─── Extrait présenté ───

Depuis son indépendance en 1960, le Sénégal semble pris au piège d'un éternel recommencement. Les promesses de rupture se sont succédé, de Senghor à Diomaye Faye, sans pour autant altérer fondamentalement un système dont les rouages sont ancrés dans le paraître, l’ostentation et un mimétisme culturel qui, selon Cheikh Anta Diop, a durablement inoculé un «poison culturel» dans le mental collectif. Ce phénomène crée un décalage entre les aspirations de changement et la réalité des comportements, où la forme l'emporte souvent sur le fond.
Le paradoxe d'une administration en mutation
L’État sénégalais affiche une ambition de modernisation indéniable, comme en témoignent l'Agenda Sénégal 2050 et le Plan d'Actions Prioritaires (PAP) Ajusté 2025-2029. De grands chantiers, tels que le pôle urbain de Diamniadio, le Train Express Régional (TER) ou encore le port en eau profonde de Ndayane, illustrent cette volonté dans la continuité de l’État et le continuum des grands chantiers du président sortant, Macky Sall.

─── Lignes de données ───

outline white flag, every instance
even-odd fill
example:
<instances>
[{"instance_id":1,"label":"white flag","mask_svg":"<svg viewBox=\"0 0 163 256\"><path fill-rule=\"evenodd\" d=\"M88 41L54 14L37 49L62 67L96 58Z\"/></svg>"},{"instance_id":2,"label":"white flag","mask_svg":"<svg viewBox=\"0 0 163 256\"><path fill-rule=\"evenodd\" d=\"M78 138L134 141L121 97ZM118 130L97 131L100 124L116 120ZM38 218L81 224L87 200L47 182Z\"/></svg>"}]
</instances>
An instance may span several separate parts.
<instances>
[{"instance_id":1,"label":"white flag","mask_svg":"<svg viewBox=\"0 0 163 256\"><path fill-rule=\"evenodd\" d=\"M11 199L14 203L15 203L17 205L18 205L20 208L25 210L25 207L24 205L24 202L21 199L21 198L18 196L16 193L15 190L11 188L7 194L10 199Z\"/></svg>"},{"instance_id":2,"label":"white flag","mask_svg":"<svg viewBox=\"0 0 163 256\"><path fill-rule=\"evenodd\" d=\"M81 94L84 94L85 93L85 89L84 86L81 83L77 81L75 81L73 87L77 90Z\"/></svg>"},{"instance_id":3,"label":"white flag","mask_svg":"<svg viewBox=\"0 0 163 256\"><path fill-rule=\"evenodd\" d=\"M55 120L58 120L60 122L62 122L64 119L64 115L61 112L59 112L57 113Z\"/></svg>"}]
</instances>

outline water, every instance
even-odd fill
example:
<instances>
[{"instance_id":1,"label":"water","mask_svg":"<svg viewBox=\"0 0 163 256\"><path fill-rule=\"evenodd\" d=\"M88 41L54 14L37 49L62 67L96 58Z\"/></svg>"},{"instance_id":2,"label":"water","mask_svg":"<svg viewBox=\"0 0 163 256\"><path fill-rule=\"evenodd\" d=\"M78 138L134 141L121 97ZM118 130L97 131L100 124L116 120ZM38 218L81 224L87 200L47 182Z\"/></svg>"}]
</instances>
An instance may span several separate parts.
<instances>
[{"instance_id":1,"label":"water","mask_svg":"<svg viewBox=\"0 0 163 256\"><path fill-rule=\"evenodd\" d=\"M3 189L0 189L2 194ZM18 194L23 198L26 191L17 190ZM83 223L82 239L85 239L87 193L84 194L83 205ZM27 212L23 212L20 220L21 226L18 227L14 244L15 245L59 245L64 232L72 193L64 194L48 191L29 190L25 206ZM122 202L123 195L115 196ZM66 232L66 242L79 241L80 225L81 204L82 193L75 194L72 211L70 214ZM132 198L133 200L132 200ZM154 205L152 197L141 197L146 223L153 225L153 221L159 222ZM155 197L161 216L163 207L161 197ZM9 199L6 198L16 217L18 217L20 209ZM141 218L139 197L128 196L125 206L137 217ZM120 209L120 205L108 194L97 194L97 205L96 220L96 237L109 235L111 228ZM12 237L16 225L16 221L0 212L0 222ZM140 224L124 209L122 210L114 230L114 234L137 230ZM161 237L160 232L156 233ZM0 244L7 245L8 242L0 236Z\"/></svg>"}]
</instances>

───

● Consignes écrites:
• a. Reproduisez un passage de l'extrait sur le Sénégal : commencez aux mots « Depuis son indépendance » et arrêtez-vous après « sur le fond. ».
• b. D'après l'extrait sur le Sénégal, quel port en eau profonde figure parmi les grands chantiers cités ?

● Réponses:
• a.
Depuis son indépendance en 1960, le Sénégal semble pris au piège d'un éternel recommencement. Les promesses de rupture se sont succédé, de Senghor à Diomaye Faye, sans pour autant altérer fondamentalement un système dont les rouages sont ancrés dans le paraître, l’ostentation et un mimétisme culturel qui, selon Cheikh Anta Diop, a durablement inoculé un «poison culturel» dans le mental collectif. Ce phénomène crée un décalage entre les aspirations de changement et la réalité des comportements, où la forme l'emporte souvent sur le fond.

• b. Le port en eau profonde de Ndayane.